[STATED TASK] Copy the stretch of the records from the line containing "Place one point per instance of the shadow" through the end of the records, reproducing each line without any change.

[EXERCISE INPUTS]
══════════════════════════════

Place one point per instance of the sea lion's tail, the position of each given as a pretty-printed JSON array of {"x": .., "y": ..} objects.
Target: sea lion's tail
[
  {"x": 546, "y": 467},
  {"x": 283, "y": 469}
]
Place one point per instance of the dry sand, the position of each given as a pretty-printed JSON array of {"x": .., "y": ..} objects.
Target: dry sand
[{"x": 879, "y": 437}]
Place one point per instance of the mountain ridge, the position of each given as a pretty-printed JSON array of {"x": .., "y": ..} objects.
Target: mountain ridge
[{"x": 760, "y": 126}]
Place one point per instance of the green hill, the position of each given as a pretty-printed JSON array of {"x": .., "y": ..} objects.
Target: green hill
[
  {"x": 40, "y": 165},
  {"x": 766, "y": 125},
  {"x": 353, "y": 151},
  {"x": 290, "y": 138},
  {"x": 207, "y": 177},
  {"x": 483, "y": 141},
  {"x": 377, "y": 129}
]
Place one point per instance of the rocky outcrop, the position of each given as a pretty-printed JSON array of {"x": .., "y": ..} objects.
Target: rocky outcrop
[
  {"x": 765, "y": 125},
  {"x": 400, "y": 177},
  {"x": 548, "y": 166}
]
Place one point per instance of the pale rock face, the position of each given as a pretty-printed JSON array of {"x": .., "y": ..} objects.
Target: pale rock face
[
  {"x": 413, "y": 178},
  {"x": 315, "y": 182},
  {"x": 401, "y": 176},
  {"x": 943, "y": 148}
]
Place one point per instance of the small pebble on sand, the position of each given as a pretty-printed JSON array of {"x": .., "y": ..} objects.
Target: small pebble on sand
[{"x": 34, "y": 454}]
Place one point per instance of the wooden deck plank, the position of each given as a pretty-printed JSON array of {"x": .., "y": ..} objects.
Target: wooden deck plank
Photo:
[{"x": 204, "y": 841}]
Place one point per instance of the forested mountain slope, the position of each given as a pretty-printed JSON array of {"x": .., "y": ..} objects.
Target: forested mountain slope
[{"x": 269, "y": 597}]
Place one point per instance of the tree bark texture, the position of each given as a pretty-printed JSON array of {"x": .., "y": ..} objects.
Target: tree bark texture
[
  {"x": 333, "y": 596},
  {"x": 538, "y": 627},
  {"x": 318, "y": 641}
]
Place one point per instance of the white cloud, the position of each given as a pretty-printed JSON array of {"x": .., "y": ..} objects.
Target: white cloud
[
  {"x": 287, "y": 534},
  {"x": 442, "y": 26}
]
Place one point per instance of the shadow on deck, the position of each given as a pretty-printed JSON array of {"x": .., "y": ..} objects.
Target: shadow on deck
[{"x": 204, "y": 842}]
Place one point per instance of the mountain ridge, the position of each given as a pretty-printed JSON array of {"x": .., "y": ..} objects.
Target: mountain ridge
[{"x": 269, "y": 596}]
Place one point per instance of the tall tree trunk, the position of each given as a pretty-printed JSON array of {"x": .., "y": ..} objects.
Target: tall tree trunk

══════════════════════════════

[FULL RESPONSE]
Place one point per instance of the shadow on deck, the position of each given as a pretty-printed JSON array of {"x": .., "y": ..} objects.
Target: shadow on deck
[{"x": 204, "y": 842}]
Place one point per instance of the mountain ridge, the position of each given as a pretty-printed JSON array of {"x": .., "y": ..} objects.
Target: mountain ridge
[{"x": 269, "y": 596}]
Place one point per instance of the tall tree trunk, the position of each given as a pretty-printed JSON array of {"x": .., "y": ..} objects.
Target: tall tree trunk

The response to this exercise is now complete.